## Problem to work on
Return the part of the article on artificial intelligence in everyday life between "Artificial intelligence (AI), nowadays" and "in this field.", inclusive, copied word for word.

## Document section
------------------------------------

Artificial Intelligence in everyday life

Published on 06 October 2017 Read 25 min

Artificial intelligence (AI), nowadays present in many everyday applications, has just reached a milestone in research centers. “AI now outperforms people on unexpected tasks such as winning a poker tournament, sharpening an image in detective series or conducting a fluent conversation” says David Bariau, Partner at Alcimed.

David Bariau encourages us “not to feel threatened by AI, but on the contrary, to rely on it in order to gain autonomy and performance in our sectors of activity.” Among the many emerging uses, the industry has a lot to gain in this field.

AI has numerous applications in the healthcare sector. In the upstream stages of pharmaceutical R&D, AI will soon be able to simulate the human body and its responses, but also adapt existing treatments or propose candidate molecules and targets to treat a certain disease. All that will be done “simply” by analyzing and connecting the tens of thousands of publications and patient records already available. IBM and Google have already established many partnerships with pharmaceutical groups or hospitals with this objective. In the general practitioner’s or specialist’s office, AI can provide diagnostic decision support, in particular by analyzing radiological images or by performing an exhaustive analysis of all past and present patient data: biological analysis, symptomatology, patient records, and comparing them to millions of similar cases.

In the B2B or B2C commercial sectors, AI will be able to provide outstanding support in sales and marketing. Some online banks already use such algorithms to fully customize their offers and humanize themselves by using chatbots: AI-powered conversational agents. In fashion, AI can recommend product combinations: buy a dress and the AI will offer you matching shoes. With recent developments in image analysis, it could even make it possible to read customers’ emotions as proposed by Affectiva and adapt its approach and offer in real time in order to optimize sales. This software is already used to optimize ads, video games or movie trailers. Prototypes allow you to customize fragrances by analyzing the emotional reactions of the customer subjected to multiple samples.

------------------------------------

## Data
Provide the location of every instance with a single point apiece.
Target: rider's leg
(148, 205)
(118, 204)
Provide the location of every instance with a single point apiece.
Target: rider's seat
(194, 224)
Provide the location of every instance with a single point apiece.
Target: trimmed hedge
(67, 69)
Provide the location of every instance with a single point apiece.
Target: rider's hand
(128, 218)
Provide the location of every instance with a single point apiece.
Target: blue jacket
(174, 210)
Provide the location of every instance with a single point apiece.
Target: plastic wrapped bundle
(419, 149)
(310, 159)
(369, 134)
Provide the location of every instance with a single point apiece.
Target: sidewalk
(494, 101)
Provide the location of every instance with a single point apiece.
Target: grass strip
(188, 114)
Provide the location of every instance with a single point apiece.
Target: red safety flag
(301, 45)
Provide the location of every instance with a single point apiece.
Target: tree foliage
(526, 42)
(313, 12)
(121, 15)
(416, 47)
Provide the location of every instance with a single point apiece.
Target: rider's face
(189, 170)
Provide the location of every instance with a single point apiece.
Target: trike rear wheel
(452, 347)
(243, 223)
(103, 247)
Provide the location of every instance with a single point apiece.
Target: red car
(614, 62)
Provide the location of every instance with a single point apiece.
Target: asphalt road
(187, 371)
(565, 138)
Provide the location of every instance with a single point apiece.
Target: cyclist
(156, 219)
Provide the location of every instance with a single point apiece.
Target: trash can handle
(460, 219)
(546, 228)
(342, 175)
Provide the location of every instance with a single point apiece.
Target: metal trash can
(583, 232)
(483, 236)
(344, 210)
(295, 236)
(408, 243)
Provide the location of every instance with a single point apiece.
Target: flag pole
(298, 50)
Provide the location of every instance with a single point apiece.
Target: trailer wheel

------------------------------------

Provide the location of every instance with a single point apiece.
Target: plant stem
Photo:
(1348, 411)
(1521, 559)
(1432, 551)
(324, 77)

------------------------------------

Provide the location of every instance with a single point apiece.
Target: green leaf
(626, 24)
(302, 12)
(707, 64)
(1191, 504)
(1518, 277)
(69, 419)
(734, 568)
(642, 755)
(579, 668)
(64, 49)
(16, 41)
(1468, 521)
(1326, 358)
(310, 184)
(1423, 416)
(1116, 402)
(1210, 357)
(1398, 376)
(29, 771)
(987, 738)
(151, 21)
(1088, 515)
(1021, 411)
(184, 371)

------------------------------------

## Answer to this exercise
Artificial intelligence (AI), nowadays present in many everyday applications, has just reached a milestone in research centers. “AI now outperforms people on unexpected tasks such as winning a poker tournament, sharpening an image in detective series or conducting a fluent conversation” says David Bariau, Partner at Alcimed.

David Bariau encourages us “not to feel threatened by AI, but on the contrary, to rely on it in order to gain autonomy and performance in our sectors of activity.” Among the many emerging uses, the industry has a lot to gain in this field.